Testo del documento
#####

Professor Franco Mosconi con il Covid-19 il biomedicale è assurto a settore strategico di interesse nazionale, ma prima di addentrarci in questo, può raccontarci quali sono i più importanti settori di attività del distretto biomedicale mirandolese che lei ha studiato e fatto conoscere?
Tutto nacque nel 1962 per opera di un imprenditore visionario come Mario Veronesi: nel garage di casa sua, nel centro di Mirandola, si iniziarono a produrre i c.d. “disposables” in PVC (siringhe, flebo, ecc.). Dopodiché, decennio dopo decennio, le produzioni mirandolesi si sono sviluppate in senso sia quantitativo (gemmazione di nuove imprese, edificazione di aree industriali, arrivo di multinazionali straniere, ecc.), sia qualitativo (produzioni via via più sofisticate, come vedremo fra un attimo). Ebbene, con oltre un miliardo di fatturato aggregato e decine di imprese, il distretto è fra i primi in Europa e al mondo nella produzione di dispositivi plastici monouso per impiego in campo medico e, sempre più, di apparecchiature ad alta tecnologia utilizzate in diverse branche della sanità (rene artificiale, circuiti ematici per emodialisi, ossigenatori per cardiochirurgia, circuiti per anestesia e rianimazione, caschi per la ventilazione non invasiva). “Dal garage al distretto” è infatti il titolo che con Fabio Montella abbiamo voluto dare al libro pubblicato col Mulino alla fine del 2017.

#####

Dati da analizzare
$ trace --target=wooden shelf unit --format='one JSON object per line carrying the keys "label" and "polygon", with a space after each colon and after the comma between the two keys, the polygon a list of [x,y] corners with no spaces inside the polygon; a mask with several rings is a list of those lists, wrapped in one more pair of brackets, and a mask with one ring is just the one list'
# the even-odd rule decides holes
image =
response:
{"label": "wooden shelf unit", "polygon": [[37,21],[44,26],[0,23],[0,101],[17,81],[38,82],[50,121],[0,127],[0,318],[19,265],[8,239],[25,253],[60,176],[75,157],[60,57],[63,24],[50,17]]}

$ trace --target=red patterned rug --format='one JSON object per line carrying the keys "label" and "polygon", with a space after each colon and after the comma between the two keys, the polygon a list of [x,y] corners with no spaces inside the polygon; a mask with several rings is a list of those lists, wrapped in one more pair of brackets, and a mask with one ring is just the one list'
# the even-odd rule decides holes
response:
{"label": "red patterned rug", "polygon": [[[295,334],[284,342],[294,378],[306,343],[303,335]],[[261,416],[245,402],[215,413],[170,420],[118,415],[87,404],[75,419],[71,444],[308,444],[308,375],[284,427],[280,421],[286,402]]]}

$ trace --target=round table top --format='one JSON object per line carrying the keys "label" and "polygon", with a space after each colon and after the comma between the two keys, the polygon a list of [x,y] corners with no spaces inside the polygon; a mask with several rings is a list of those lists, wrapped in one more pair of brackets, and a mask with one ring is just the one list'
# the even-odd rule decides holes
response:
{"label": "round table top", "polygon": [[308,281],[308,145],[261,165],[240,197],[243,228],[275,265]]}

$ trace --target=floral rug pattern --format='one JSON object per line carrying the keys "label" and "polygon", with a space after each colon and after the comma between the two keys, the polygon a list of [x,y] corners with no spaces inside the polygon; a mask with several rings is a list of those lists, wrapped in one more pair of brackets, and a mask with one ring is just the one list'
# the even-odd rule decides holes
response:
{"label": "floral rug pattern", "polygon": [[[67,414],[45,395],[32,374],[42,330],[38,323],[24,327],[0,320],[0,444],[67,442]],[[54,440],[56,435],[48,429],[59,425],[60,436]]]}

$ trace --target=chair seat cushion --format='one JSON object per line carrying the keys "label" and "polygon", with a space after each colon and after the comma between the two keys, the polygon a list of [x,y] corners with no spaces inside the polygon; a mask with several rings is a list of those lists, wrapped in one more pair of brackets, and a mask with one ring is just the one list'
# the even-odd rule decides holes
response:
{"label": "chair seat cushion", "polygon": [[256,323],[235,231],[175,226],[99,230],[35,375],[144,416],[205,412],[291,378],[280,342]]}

#####

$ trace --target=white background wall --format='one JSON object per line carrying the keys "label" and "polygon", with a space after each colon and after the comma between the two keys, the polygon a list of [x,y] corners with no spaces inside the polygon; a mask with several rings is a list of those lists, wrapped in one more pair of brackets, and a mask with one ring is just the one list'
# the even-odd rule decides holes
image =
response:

#####

Da fare
Riproduci parola per parola, dal testo sul distretto biomedicale di Mirandola, tutto ciò che va da "Professor Franco Mosconi" fino a "e fatto conoscere?".

Risultato dell'esercizio
Professor Franco Mosconi con il Covid-19 il biomedicale è assurto a settore strategico di interesse nazionale, ma prima di addentrarci in questo, può raccontarci quali sono i più importanti settori di attività del distretto biomedicale mirandolese che lei ha studiato e fatto conoscere?